In the forum thread on ram fry and vinegar eels, how long should vinegar eels survive in the tank?

▸ PROVIDED TEXT
- - - - -

# Ram Fry & Vinegar Eels



## MaryPa (Jan 25, 2006)

My Ram fry have been free swimming for 2 days are the old enough to eat Vinegar Eels?


----------



## Lisachromis (Jan 19, 2005)

They should be. It can't hurt to try a little bit of vinegar worms and see if they eat it. If they survive a few more days, you can try adding baby brine shrimp.


----------



## Damon (Jan 18, 2005)

Agreed. The vinegar eels should live for 24-48 hrs in your tank. I feed my betta fry VE and microworms at first stage of freeswimming.


----------



## MaryPa (Jan 25, 2006)

Thanks bunches. My microworm cultures aren`t doing well yet so they`re on hold,I think they got too cold.


----------



## Damon (Jan 18, 2005)

It is near impossible to kill a mw culture. (BTW vinegar eels are the same size as mw so if you feed one, you can feed the other. Vinegar eels can swim though so they don't rot on the bottom of a tank). I've left mw cultures unattended for 6 months. While they smell profusely, they will rebound if you take some old culture and add it to a new one. Should take about 10 days.


----------



## MaryPa (Jan 25, 2006)

Simpte are the MW and VE of the same nutritional value?


----------

- - - - -

▸ DATA LISTING
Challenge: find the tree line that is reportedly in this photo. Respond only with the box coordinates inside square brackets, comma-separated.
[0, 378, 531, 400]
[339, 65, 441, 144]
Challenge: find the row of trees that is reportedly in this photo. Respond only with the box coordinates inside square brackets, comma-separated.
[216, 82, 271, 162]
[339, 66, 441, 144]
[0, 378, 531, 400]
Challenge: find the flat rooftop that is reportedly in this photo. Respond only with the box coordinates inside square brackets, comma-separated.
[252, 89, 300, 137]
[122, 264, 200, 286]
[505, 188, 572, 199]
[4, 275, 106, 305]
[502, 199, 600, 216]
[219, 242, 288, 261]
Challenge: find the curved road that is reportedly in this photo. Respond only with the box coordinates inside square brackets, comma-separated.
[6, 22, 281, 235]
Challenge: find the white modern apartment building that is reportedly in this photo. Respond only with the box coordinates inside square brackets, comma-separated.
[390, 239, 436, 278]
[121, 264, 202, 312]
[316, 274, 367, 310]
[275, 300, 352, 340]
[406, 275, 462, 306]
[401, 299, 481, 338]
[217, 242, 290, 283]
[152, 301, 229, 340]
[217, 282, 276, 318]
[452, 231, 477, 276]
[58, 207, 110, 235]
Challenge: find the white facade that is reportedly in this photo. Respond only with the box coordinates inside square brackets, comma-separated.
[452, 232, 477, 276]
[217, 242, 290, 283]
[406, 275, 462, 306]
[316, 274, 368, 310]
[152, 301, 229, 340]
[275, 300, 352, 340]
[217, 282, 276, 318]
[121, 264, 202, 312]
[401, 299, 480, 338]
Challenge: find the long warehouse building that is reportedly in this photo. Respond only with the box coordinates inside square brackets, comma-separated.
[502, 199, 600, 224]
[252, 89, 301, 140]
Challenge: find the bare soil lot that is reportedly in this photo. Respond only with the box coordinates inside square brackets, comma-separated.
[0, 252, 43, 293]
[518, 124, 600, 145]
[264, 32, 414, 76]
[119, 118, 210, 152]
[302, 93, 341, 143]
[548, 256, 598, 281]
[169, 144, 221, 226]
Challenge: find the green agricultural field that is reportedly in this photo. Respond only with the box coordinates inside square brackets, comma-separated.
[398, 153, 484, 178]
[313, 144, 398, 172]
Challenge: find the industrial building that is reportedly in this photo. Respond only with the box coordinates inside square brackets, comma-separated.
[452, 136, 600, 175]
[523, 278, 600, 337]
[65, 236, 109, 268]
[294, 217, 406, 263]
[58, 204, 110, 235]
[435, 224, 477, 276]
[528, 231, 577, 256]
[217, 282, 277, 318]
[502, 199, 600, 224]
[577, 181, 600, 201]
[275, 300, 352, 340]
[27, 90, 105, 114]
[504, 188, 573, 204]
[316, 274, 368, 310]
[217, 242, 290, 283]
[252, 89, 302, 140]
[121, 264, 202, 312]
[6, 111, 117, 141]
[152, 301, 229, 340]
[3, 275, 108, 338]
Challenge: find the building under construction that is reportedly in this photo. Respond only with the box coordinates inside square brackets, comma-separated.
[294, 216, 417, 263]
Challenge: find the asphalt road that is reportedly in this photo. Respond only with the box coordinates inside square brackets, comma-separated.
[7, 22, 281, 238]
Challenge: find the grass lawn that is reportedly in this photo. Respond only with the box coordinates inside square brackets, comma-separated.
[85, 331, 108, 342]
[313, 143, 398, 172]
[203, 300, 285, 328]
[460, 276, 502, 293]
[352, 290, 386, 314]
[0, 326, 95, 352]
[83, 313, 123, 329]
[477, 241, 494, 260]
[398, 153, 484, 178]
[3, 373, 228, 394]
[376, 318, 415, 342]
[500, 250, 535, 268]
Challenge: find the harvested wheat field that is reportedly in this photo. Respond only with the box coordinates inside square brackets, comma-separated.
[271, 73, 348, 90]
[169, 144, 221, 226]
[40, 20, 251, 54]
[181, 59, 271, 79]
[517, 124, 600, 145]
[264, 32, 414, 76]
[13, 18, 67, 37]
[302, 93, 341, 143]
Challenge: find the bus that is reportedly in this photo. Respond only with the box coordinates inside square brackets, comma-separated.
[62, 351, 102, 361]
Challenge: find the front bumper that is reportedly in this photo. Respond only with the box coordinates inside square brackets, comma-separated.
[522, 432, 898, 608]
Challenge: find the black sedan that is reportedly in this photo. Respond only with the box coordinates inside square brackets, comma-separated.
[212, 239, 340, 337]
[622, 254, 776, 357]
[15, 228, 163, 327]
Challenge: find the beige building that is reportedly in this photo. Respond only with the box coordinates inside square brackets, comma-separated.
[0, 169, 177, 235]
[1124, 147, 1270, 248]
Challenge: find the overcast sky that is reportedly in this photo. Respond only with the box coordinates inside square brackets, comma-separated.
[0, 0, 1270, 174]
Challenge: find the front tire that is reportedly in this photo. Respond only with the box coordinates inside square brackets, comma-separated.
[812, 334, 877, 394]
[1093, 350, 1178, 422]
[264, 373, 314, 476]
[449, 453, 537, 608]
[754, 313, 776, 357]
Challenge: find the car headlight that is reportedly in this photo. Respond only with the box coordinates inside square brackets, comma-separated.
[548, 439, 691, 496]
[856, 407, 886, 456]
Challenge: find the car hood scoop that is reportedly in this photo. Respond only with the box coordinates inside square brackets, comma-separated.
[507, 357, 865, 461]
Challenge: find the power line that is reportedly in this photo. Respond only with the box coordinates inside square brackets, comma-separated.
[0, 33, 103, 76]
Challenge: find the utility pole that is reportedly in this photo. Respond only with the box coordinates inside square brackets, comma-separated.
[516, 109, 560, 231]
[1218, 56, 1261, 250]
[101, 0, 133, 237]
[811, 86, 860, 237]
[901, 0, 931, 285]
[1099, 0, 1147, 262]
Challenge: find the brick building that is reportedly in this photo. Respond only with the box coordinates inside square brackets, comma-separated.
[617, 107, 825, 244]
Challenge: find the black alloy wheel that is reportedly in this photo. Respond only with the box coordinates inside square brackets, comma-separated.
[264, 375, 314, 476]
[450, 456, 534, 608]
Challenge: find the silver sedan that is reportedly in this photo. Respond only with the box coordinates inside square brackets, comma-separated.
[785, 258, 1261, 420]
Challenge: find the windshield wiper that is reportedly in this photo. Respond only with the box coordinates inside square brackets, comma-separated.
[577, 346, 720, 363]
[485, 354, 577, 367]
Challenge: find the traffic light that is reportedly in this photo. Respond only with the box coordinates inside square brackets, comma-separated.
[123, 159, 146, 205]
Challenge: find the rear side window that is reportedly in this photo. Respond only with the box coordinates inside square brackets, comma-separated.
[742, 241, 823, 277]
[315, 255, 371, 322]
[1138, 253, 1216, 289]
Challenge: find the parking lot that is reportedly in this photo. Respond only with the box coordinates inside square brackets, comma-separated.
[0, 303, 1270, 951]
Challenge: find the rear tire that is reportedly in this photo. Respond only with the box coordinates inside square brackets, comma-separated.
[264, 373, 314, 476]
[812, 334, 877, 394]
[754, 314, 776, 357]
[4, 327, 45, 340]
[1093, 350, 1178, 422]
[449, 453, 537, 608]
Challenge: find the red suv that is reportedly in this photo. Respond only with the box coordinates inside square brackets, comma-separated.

- - - - -

▸ ANSWER TO THE EXERCISE
For 24 to 48 hours.